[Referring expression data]
**********

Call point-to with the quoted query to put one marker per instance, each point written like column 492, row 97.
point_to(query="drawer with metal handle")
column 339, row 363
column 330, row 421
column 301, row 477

**********

# [Problem]
Would you please write out all the entries exactly?

# [Solution below]
Call point-to with the quoted query to put one marker per instance, each point written like column 492, row 97.
point_to(query="drawer with metal handle")
column 339, row 363
column 330, row 421
column 301, row 477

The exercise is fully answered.